(Entries taken from a collection)
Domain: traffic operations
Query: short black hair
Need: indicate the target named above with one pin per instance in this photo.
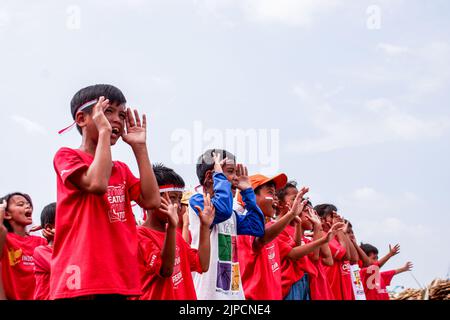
(7, 198)
(281, 193)
(349, 223)
(48, 214)
(206, 162)
(325, 209)
(165, 176)
(271, 183)
(93, 92)
(368, 248)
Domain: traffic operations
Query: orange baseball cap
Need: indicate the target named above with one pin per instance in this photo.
(257, 180)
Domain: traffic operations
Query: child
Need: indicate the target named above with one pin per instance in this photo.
(260, 256)
(303, 259)
(338, 274)
(166, 259)
(374, 281)
(183, 217)
(221, 179)
(17, 247)
(95, 247)
(43, 254)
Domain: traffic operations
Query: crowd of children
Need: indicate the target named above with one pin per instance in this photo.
(237, 237)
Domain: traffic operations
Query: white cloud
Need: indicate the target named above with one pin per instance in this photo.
(28, 125)
(392, 50)
(375, 121)
(289, 12)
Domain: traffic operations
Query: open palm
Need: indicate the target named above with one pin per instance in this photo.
(136, 132)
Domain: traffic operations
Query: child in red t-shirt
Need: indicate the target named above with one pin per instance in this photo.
(303, 275)
(166, 260)
(43, 254)
(374, 281)
(95, 247)
(17, 247)
(338, 274)
(260, 256)
(183, 217)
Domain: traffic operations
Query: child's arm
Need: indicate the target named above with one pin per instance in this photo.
(252, 223)
(317, 232)
(3, 233)
(3, 230)
(136, 137)
(392, 252)
(353, 252)
(303, 250)
(2, 291)
(96, 178)
(275, 229)
(168, 249)
(206, 219)
(407, 267)
(362, 255)
(185, 228)
(324, 252)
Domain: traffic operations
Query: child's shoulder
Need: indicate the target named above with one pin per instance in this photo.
(43, 250)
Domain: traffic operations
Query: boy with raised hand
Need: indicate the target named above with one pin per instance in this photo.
(374, 281)
(303, 277)
(220, 177)
(338, 274)
(166, 260)
(261, 256)
(43, 254)
(95, 247)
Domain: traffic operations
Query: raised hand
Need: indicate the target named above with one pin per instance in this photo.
(136, 131)
(394, 250)
(408, 266)
(218, 163)
(312, 216)
(3, 206)
(208, 213)
(242, 175)
(170, 210)
(334, 229)
(303, 191)
(298, 205)
(98, 115)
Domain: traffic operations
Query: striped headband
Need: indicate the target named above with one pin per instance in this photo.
(80, 108)
(170, 187)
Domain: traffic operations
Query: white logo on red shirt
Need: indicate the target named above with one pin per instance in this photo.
(73, 282)
(271, 256)
(177, 275)
(116, 198)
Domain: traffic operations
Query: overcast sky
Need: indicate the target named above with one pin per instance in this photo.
(348, 97)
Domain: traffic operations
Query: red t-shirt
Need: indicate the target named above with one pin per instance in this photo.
(292, 270)
(42, 258)
(17, 266)
(333, 272)
(260, 271)
(180, 285)
(180, 231)
(347, 286)
(95, 247)
(319, 285)
(375, 282)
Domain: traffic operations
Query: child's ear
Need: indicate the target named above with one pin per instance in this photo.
(80, 118)
(208, 178)
(7, 215)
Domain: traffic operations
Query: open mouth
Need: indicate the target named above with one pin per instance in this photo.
(115, 132)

● DIRECTIVE
Return the full material word for word. Do not include the pictures.

● EXERCISE OUTPUT
Domain: traffic operations
Query: short black hair
Need: indicate the target named above with one pin per instance in this photo.
(7, 198)
(281, 193)
(349, 223)
(48, 214)
(206, 162)
(325, 209)
(165, 176)
(271, 183)
(93, 92)
(368, 248)
Domain: traffic operations
Query: orange baseball cap
Need: indicate the target named above with one pin per instance in this photo.
(257, 180)
Domain: traffic operations
Query: child
Need: indicate the target named above with one pin per instance in this photo.
(260, 256)
(303, 259)
(338, 274)
(166, 259)
(374, 281)
(183, 217)
(221, 179)
(17, 247)
(95, 247)
(43, 254)
Domain: traffic operations
Query: crowd of children
Need: indicate the target named above with one pin per instance in this photo.
(237, 237)
Domain: traffic operations
Query: white cloud
Need: indicate the target named above with one pin per instance in this photo.
(28, 125)
(392, 50)
(375, 121)
(289, 12)
Domain: traffic operations
Query: open palm
Need: indicate the target named above with one pin per instance in this photo.
(136, 132)
Domain: traffic operations
Query: child in red t-shirt
Need: indicate the target named above with one pin per instance in this photo.
(303, 275)
(166, 260)
(43, 254)
(374, 281)
(95, 247)
(17, 247)
(338, 274)
(260, 256)
(183, 217)
Domain: traffic operations
Query: child's arm
Need: indicate the target named above with one pin per instance in this photo.
(252, 223)
(317, 232)
(3, 233)
(3, 230)
(136, 137)
(392, 252)
(353, 252)
(303, 250)
(2, 291)
(96, 178)
(275, 229)
(168, 249)
(206, 219)
(407, 267)
(362, 255)
(185, 228)
(324, 252)
Domain: traffic operations
Query: child's shoulder
Need: indicate the target named above with one pin per instance in this photo.
(43, 250)
Domain: traffic operations
Query: boy with raised hand
Need: indicate the target named above with one pin per instance in this photo.
(374, 281)
(303, 277)
(220, 177)
(338, 274)
(166, 260)
(261, 256)
(43, 254)
(95, 247)
Domain: traffic operations
Query: raised hand
Need: indicate the target named above with one pin per instance in this photo.
(136, 131)
(394, 250)
(408, 266)
(218, 163)
(312, 216)
(3, 206)
(208, 213)
(242, 175)
(170, 210)
(334, 229)
(303, 191)
(298, 205)
(98, 115)
Domain: traffic operations
Query: striped headband
Need: indicate the target named above with one pin per instance in this photo.
(80, 108)
(170, 187)
Domain: traffic operations
Query: white logo on red shirt
Need: indicate the target named above with one pin per instance in this photo.
(73, 282)
(271, 256)
(177, 275)
(116, 198)
Domain: traffic operations
Query: overcast sky
Need: indicate the target named above with one pin per instance in this photo.
(348, 97)
Domain: traffic operations
Query: red t-shirt
Need: indicate the target named above with one pin per instance in this photo.
(292, 270)
(42, 258)
(17, 266)
(333, 272)
(260, 271)
(180, 285)
(180, 231)
(347, 286)
(95, 247)
(319, 285)
(375, 282)
Domain: traffic operations
Query: child's ear
Need: indicate the target named above with one pin per instance in this photo.
(80, 118)
(208, 178)
(7, 215)
Domain: traffic operations
Query: open mouth
Need: indicate the target named above with one pin per instance in this photo.
(115, 132)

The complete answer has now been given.